What to do:
a – In the passage on Aaliyah, what was the title of the short film that MAC and i-D Magazine released?
b – Please continue the passage on Aaliyah, picking up after its last sentence.

On February 10, 2002, at the Hollywood Black Film Festival's closing night, Haughton accepted the Inspirational Spirit Award given to Aaliyah posthumously for her lifetime of excellence in entertainment. On February 23, 2002, Haughton accepted the NAACP Image Award for Outstanding Female Artist on Aaliyah's behalf.

===2017 — present: MAC collection, Madame Tussauds and discography rerelease===
On August 24, 2017, MAC Cosmetics announced that an Aaliyah collection would be made available in the summer of 2018. The Aaliyah for Mac collection was released on June 20 online and June 21 in stores. Along with the MAC collection, MAC and i-D Magazine partnered up to release a short film titled "A-Z of Aaliyah" which coincided with the launch. Haughton dealt with the media promotion: "We wanted to create a line where the minimalism is there. You can re-create those archive looks from videos and film, but at the same time, mix, match, experiment, and imagine what Aaliyah’s style would look and feel like in 2018 and the future [...] My sister’s fans are so lovely and respectful [...] if they see something that is not approved by [the family], they attack it. They are very protective of my sister, which is heartwarming."

Supplied information:
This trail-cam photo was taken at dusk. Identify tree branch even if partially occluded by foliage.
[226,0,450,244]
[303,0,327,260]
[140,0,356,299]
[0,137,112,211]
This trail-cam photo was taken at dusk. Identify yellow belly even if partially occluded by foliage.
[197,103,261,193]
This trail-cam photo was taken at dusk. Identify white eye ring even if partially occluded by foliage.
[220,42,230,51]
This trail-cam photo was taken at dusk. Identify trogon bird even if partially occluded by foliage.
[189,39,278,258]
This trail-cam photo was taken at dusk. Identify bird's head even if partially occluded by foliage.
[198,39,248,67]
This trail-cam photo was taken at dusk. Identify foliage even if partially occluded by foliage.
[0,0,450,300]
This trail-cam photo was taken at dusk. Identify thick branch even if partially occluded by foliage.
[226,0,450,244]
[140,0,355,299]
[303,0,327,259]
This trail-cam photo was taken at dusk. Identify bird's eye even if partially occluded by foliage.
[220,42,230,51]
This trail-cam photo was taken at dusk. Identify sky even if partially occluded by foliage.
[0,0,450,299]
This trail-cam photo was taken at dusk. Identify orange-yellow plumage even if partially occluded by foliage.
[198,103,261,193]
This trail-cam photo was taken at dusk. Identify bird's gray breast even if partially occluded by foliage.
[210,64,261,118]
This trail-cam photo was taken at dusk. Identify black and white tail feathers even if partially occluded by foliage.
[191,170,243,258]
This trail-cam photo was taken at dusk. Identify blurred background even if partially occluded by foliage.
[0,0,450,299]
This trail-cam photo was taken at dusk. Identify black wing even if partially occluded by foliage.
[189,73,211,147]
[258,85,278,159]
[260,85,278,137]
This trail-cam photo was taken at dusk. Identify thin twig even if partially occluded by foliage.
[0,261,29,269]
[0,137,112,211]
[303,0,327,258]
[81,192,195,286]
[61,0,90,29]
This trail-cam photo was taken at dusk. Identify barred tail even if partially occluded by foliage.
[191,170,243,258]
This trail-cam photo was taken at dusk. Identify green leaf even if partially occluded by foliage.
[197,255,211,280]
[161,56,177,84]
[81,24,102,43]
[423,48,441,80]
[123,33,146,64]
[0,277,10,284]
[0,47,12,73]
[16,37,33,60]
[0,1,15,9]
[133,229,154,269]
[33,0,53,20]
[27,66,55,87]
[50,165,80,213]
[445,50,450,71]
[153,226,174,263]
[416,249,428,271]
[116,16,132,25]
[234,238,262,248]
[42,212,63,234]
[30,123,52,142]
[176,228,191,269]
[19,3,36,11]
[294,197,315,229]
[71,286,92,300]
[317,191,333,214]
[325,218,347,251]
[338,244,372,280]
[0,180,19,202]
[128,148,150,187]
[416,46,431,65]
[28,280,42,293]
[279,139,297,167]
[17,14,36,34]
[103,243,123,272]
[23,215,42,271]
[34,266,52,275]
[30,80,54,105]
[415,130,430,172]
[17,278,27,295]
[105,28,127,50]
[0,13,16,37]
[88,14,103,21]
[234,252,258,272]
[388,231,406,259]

Answers for the tasks:
a – "A-Z of Aaliyah"

b –
On August 21, 2019, the Madame Tussauds Las Vegas revealed a wax figure of Aaliyah. The lifesize figure was modelled on Aaliyah's iconic "Try Again" outfit and makeup. It was unveiled by Haughton to an invited audience.

In August 2021, it was reported that the One in a Million album and Aaliyah's other recorded work with Blackground (since rebranded as Blackground Records 2.0) would be re-released on physical, digital, and streaming services in a deal between the record label and Empire Distribution. However, Aaliyah's estate, run in part by Haughton, issued a statement preempting Blackground 2.0's announcement, denouncing an "unscrupulous endeavor to release Aaliyah's music without any transparency or full accounting to the estate". One In A Million was reissued on August 20, 2021 and re-entered the UK Official Hip Hop and R&B Albums Chart Top 40 at number eight and reached the top ten for on the Billboard 200 in the US for the first time at number ten, selling 26,000 album-equivalent units in the week ending of August 26. After the album's re-release, Aaliyah re-entered the UK Official Hip Hop and R&B Albums Chart Top 40 at number seven and reentered the US Billboard 200 chart at number 13, charting at number four for high pure sales.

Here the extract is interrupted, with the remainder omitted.